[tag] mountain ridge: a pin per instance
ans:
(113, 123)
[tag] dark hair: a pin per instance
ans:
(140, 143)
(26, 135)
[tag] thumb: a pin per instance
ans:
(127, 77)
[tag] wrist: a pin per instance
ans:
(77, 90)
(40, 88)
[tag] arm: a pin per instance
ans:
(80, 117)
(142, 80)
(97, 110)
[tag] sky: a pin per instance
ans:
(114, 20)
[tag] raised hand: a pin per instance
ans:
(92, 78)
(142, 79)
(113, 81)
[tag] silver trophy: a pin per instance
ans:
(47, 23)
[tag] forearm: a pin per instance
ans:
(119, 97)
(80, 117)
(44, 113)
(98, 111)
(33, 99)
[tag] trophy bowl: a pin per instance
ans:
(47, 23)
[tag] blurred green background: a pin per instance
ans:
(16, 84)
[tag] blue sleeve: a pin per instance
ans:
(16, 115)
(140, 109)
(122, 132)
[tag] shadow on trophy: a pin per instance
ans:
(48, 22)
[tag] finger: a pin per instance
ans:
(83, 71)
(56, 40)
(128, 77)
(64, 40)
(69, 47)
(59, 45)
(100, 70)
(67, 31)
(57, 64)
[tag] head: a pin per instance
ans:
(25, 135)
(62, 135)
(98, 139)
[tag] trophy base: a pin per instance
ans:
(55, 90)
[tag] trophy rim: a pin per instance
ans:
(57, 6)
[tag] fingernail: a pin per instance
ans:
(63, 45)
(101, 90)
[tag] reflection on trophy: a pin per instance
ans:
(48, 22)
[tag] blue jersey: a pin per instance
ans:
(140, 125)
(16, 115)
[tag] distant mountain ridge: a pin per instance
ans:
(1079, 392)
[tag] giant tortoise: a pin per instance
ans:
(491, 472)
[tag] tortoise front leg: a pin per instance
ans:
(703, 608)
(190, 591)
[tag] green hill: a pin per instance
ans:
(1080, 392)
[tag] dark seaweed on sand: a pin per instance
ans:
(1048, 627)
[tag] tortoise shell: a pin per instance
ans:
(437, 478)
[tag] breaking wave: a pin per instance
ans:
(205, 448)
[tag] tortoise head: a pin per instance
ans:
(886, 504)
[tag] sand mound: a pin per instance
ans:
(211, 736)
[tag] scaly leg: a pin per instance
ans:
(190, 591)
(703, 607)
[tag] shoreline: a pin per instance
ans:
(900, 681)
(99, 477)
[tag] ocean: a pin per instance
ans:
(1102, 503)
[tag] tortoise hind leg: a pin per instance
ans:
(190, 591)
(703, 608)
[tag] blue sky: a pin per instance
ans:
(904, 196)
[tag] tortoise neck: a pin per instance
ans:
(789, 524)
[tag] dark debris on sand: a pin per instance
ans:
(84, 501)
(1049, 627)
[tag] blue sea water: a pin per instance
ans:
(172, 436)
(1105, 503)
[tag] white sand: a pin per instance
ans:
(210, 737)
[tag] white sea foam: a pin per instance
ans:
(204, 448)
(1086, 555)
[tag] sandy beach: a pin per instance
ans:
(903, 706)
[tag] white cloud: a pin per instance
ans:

▶ Given exercise:
Could you copy the records verbatim, starting at the line containing "[tag] dark debris on sand: a pin per instance" and ending with the final line of the records?

▶ Output for this exercise:
[tag] dark debris on sand: a pin per instance
ans:
(84, 501)
(1049, 627)
[tag] blue sea water: a pin per instance
ans:
(172, 436)
(1105, 503)
[tag] white sand: a pin per instance
ans:
(210, 737)
[tag] white sea foam: a pin per instance
ans:
(204, 448)
(1086, 555)
[tag] sandy beach: a pin per instance
ans:
(903, 706)
[tag] white cloud: a pin per instance
ans:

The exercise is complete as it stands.